» Selected extract
■ ■ ■

I am so fascinated by this..I've got to read more! I've been on the look out for anything 'Beatrice' for a if you can gear me a little, that would be great:) Thanks!

Napoleona said...

What's she stroking? It looks like some sort of science lab cross between a worm and a weasel to me...

Bearded Lady said...

Lucy - I read Beatrice d'Este: Duchess of Milan 1475-1497 by Julia Cartwright and also her book on her sister Isabella. Both are interesting reads, but a bit outdated.

Have you read Karen Essex's Leonardo's Swans? It is fiction but REALLY good and she pulls together a lot of research on Leonardo and the two d'Este sisters.

Napoleona - haha it does look like a worm/weasel cross but it is supposed to be an ermine. It has a double meaning. The ermine was part of Ludovico's heraldry and also symbolized purity. Supposedly, Ermines hate to get their white coats dirty and will die before they do. It looks more like a ferret to me!

Melisa Cabello said...

This painting has always been a favourite of mine. One of the mysteries for me... was how did she get such a hairdo!! The hair seems to be "glued" to the face and the chin.

Carrie K said...

I knew enough about the painting to think "that's the woman with the ermine" but now I know "the rest of the story"! Must've been something around Leonardo. And if I'm quoting Paul Harvey, I think I need sleep.

Anonymous said...

Compare this animal with the ermine in the portrait of Elizabeth Tudor. Neither one is very convincing. Elizabeth's ermine is too short-bodied and has black specks all over its body, where the actual animal only has a black tail tip. This one seems too large-- I believe the ermine is a small beast. And it looks to me strangely like it has dragon blood! Ferrets are fairly popular as pets in the U.S. They come from ancestors imported from Europe. They are smaller (unless Cecilia was a very small woman) and finer built. Mostly they are a darker brown, but I suppose other colored coats are possible. The actual ermine has its white coat only in (cold) winter weather-- it is brown in summer. I don't believe it is native to Italy, though of course one might be imported as an "exotic pet".

■ ■ ■

» Exercise objective
Retype the part of the comment thread starting with "What's she stroking?" and going on through "Melisa Cabello said...". Draw only on the comment thread for everything you do here.

» Material shown
■ ■ ■

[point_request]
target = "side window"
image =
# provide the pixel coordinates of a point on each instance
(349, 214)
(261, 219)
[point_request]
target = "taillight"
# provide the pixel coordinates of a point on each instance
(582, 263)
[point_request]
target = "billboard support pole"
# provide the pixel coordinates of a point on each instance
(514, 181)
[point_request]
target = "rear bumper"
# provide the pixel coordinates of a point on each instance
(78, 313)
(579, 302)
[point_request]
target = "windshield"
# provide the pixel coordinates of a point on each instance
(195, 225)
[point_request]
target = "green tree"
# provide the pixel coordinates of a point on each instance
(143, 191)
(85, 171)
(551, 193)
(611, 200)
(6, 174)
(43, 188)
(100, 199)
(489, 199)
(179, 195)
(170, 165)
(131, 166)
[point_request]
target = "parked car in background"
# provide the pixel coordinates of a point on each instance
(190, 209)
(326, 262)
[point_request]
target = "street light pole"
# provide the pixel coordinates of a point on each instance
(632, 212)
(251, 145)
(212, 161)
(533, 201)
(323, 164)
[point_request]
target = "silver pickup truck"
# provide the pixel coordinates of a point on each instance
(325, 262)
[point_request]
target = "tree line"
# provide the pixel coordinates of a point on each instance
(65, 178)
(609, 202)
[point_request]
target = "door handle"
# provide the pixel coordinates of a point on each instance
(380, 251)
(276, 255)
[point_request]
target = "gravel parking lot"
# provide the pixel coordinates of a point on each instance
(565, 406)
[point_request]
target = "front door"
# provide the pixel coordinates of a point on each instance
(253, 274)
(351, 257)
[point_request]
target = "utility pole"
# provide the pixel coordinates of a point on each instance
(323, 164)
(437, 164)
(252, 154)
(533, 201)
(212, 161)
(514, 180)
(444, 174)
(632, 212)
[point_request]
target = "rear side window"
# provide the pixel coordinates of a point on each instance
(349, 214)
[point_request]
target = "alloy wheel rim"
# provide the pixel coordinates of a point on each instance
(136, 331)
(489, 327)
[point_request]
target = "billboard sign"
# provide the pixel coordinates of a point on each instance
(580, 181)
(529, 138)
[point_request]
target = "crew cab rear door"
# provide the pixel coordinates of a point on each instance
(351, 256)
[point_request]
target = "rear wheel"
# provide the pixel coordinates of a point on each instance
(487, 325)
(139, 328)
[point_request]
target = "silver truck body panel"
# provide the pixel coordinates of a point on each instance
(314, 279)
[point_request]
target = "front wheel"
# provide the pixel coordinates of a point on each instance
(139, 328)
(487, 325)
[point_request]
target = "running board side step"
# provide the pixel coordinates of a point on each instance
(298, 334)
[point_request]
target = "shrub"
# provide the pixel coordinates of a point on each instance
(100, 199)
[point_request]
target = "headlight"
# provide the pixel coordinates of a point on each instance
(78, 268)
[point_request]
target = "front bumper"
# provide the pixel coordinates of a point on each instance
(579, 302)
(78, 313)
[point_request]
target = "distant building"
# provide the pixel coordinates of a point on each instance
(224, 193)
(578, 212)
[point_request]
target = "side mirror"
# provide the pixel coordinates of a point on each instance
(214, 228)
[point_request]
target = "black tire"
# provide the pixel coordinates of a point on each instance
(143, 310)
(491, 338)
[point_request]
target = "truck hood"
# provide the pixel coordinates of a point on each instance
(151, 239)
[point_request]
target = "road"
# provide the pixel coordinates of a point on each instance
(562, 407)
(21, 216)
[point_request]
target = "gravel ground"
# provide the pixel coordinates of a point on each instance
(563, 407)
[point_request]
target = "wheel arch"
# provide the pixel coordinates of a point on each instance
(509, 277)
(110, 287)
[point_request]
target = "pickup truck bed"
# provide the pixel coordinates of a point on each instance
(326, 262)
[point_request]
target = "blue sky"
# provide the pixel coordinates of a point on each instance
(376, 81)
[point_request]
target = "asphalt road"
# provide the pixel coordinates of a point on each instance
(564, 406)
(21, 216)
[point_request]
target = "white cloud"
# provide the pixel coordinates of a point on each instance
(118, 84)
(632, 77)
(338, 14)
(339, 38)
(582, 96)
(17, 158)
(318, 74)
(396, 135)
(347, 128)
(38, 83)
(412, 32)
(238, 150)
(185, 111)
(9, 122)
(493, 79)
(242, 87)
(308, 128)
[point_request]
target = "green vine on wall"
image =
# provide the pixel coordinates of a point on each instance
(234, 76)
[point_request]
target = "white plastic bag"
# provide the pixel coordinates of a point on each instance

■ ■ ■

» Reply
What's she stroking? It looks like some sort of science lab cross between a worm and a weasel to me...

Bearded Lady said...

Lucy - I read Beatrice d'Este: Duchess of Milan 1475-1497 by Julia Cartwright and also her book on her sister Isabella. Both are interesting reads, but a bit outdated.

Have you read Karen Essex's Leonardo's Swans? It is fiction but REALLY good and she pulls together a lot of research on Leonardo and the two d'Este sisters.

Napoleona - haha it does look like a worm/weasel cross but it is supposed to be an ermine. It has a double meaning. The ermine was part of Ludovico's heraldry and also symbolized purity. Supposedly, Ermines hate to get their white coats dirty and will die before they do. It looks more like a ferret to me!

Melisa Cabello said...